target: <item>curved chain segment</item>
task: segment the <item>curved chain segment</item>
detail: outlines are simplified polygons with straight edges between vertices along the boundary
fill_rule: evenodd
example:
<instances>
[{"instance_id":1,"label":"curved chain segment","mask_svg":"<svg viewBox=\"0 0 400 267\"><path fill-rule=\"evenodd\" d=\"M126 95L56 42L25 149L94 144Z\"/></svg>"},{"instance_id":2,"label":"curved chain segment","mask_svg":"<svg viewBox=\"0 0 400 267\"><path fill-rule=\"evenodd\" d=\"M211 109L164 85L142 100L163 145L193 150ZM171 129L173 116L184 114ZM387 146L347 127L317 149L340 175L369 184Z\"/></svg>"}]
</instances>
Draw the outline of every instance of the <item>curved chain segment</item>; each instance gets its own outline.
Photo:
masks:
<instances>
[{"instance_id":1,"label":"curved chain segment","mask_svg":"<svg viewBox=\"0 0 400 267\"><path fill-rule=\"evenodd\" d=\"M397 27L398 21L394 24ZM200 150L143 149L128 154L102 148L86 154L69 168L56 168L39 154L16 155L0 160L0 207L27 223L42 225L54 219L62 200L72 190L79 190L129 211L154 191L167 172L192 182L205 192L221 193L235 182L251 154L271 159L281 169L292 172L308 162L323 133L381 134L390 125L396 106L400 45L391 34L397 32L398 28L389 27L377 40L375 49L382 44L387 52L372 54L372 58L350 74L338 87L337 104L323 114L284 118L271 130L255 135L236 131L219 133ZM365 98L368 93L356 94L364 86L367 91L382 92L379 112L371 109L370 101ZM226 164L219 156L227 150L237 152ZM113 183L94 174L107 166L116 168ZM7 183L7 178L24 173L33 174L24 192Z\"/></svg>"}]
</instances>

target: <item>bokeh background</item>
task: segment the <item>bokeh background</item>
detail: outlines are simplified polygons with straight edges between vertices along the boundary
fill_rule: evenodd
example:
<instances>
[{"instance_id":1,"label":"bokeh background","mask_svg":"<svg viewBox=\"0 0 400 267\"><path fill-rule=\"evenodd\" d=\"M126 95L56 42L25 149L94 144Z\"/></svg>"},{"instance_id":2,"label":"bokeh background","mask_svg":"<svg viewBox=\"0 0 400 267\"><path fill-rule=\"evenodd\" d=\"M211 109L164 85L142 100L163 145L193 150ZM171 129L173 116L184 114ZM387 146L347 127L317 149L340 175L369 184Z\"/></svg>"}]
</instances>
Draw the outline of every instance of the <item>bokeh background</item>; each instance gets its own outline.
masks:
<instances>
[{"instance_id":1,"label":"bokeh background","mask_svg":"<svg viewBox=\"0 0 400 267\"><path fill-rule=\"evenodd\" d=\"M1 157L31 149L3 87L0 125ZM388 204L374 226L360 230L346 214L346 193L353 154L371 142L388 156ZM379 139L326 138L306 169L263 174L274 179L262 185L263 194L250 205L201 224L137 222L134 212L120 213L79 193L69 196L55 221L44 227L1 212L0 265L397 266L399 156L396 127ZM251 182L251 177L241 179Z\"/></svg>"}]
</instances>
============
● **What you will do**
Rewrite the whole listing above as a JSON array of strings, one string per line, leaving out blank lines.

● **Written solution**
[
  "target: <item>curved chain segment</item>",
  "task: segment the <item>curved chain segment</item>",
  "detail: outlines are simplified polygons with straight edges between vertices along the boundary",
  "fill_rule: evenodd",
  "example:",
  "<instances>",
  "[{\"instance_id\":1,\"label\":\"curved chain segment\",\"mask_svg\":\"<svg viewBox=\\\"0 0 400 267\\\"><path fill-rule=\\\"evenodd\\\" d=\\\"M126 95L56 42L25 149L94 144Z\\\"/></svg>\"},{\"instance_id\":2,\"label\":\"curved chain segment\",\"mask_svg\":\"<svg viewBox=\\\"0 0 400 267\\\"><path fill-rule=\\\"evenodd\\\" d=\\\"M211 109L164 85L142 100L163 145L193 150ZM171 129L173 116L184 114ZM387 146L347 127L317 149L340 175L369 184Z\\\"/></svg>\"}]",
  "</instances>",
  "Draw the outline of every instance of the <item>curved chain segment</item>; each instance gets its own outline.",
  "Photo:",
  "masks:",
  "<instances>",
  "[{\"instance_id\":1,\"label\":\"curved chain segment\",\"mask_svg\":\"<svg viewBox=\\\"0 0 400 267\\\"><path fill-rule=\\\"evenodd\\\" d=\\\"M397 27L398 21L394 24ZM200 150L143 149L128 154L102 148L86 154L69 168L56 168L39 154L16 155L0 160L0 207L27 223L42 225L54 219L62 200L72 190L79 190L129 211L154 191L167 172L192 182L205 192L221 193L235 182L251 154L271 159L281 169L292 172L308 162L323 133L381 134L390 125L396 106L400 45L391 34L397 32L398 28L389 27L377 40L375 49L382 44L387 52L372 54L372 58L350 74L338 87L337 104L323 114L284 118L271 130L255 135L236 131L219 133ZM365 98L368 93L356 94L364 86L367 91L382 92L379 112L371 109L370 101ZM226 164L219 156L227 150L237 152ZM113 183L94 174L107 166L116 168ZM7 183L7 178L24 173L33 174L24 192Z\\\"/></svg>\"}]",
  "</instances>",
  "target: <item>bokeh background</item>",
  "task: segment the <item>bokeh background</item>",
  "detail: outlines are simplified polygons with straight edges between vertices along the boundary",
  "fill_rule: evenodd",
  "example:",
  "<instances>",
  "[{\"instance_id\":1,\"label\":\"bokeh background\",\"mask_svg\":\"<svg viewBox=\\\"0 0 400 267\\\"><path fill-rule=\\\"evenodd\\\" d=\\\"M126 95L56 42L25 149L94 144Z\\\"/></svg>\"},{\"instance_id\":2,\"label\":\"bokeh background\",\"mask_svg\":\"<svg viewBox=\\\"0 0 400 267\\\"><path fill-rule=\\\"evenodd\\\" d=\\\"M211 109L164 85L142 100L163 145L193 150ZM171 129L173 116L184 114ZM387 146L347 127L317 149L340 175L369 184Z\\\"/></svg>\"}]",
  "</instances>",
  "Draw the outline of every instance of the <item>bokeh background</item>; each instance gets its own outline.",
  "masks:",
  "<instances>",
  "[{\"instance_id\":1,\"label\":\"bokeh background\",\"mask_svg\":\"<svg viewBox=\\\"0 0 400 267\\\"><path fill-rule=\\\"evenodd\\\" d=\\\"M1 157L31 149L3 87L0 125ZM388 204L374 226L360 230L346 214L346 193L353 154L371 142L388 156ZM379 139L326 138L306 169L263 174L274 179L262 185L263 194L250 205L201 224L137 222L134 212L120 213L79 193L69 196L55 221L44 227L1 212L0 265L397 266L399 156L396 127ZM251 182L251 177L241 179Z\\\"/></svg>\"}]",
  "</instances>"
]